▸ Activity: Among the entries below, one line contains "Note: spot each instance of the green" and another contains "Note: spot each instance of the leafy". Transcribe those two lines and every line between them, exactly.

Stored data
● ● ● ● ● ● ●

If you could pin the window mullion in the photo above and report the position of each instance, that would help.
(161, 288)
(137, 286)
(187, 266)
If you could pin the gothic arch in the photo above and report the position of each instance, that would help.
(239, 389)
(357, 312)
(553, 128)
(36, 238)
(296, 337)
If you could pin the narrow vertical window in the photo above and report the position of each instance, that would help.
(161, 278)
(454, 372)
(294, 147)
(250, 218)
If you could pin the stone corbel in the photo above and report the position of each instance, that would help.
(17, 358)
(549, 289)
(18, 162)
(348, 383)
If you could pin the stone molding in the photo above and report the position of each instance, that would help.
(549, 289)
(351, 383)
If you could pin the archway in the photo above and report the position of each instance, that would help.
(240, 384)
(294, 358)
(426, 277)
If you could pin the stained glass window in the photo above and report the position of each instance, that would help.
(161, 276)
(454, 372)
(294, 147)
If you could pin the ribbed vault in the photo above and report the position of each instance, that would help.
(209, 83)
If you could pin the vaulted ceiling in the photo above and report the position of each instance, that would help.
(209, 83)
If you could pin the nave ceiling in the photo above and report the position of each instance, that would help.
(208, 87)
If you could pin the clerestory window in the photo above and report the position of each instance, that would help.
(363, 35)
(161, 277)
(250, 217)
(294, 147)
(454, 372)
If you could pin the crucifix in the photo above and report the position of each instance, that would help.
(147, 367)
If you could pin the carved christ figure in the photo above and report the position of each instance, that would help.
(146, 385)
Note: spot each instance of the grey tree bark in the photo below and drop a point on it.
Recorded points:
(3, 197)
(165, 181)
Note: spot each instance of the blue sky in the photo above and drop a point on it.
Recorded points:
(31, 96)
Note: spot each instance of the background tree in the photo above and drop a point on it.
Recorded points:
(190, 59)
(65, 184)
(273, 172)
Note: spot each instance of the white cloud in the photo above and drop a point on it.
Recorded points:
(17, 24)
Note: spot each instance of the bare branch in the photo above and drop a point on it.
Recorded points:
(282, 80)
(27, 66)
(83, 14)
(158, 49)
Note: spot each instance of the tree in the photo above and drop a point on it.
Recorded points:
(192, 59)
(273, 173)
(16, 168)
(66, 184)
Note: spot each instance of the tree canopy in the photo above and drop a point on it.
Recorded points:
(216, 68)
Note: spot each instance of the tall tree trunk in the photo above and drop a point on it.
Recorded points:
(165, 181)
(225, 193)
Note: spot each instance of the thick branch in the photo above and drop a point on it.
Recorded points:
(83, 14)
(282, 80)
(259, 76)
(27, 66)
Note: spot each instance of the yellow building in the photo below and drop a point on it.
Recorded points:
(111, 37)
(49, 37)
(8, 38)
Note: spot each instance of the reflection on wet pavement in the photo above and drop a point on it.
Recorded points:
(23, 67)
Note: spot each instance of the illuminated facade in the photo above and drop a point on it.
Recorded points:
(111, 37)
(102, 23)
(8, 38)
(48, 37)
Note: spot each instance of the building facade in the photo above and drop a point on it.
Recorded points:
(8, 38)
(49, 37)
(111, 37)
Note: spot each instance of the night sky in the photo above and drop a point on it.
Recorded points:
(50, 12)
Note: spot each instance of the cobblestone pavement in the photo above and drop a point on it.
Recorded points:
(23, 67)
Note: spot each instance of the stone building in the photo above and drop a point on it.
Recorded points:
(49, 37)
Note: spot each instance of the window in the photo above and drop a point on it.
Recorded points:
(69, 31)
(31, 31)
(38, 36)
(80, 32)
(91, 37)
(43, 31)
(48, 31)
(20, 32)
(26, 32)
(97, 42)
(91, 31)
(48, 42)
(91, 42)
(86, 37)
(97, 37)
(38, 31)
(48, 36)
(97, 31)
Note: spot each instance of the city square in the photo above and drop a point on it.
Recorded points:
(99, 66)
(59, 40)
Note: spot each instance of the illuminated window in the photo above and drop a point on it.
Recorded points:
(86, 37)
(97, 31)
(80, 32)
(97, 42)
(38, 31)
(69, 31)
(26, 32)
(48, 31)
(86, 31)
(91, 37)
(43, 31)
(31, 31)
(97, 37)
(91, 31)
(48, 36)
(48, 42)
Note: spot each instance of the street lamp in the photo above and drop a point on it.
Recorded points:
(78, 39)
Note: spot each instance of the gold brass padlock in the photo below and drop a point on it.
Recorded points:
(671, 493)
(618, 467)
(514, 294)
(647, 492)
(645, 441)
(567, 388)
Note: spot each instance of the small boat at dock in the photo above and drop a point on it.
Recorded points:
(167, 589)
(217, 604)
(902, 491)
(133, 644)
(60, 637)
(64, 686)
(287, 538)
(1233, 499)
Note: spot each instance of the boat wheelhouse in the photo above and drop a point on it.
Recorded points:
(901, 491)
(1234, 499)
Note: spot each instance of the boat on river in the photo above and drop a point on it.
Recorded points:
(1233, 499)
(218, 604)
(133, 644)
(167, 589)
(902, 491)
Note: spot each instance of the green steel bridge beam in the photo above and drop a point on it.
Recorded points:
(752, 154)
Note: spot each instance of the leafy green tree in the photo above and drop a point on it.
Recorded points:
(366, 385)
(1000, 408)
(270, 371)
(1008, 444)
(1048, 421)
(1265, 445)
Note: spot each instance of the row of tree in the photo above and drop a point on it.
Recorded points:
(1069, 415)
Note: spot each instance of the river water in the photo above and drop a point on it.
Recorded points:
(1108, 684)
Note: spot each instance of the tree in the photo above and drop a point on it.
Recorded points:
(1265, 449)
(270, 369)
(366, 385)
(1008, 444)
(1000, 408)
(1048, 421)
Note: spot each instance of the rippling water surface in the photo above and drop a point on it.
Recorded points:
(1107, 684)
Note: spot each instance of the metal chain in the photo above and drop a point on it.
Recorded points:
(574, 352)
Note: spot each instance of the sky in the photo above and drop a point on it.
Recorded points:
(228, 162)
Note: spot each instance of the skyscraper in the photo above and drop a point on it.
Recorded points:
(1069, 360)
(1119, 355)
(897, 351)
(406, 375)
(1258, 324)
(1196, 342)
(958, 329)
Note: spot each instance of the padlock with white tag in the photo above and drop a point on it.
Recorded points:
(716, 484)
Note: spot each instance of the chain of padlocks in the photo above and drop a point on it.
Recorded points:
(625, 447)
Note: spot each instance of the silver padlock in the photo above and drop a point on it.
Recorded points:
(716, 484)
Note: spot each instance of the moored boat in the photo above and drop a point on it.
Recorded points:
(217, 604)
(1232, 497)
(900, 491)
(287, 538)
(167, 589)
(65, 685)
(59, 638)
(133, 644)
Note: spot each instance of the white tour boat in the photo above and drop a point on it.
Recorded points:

● ● ● ● ● ● ●

▸ Response:
Note: spot each instance of the green steel bridge beam in the photo above and drop a point on it.
Recorded points:
(752, 154)
Note: spot each instance of the leafy green tree in the photo above and drop a point on it.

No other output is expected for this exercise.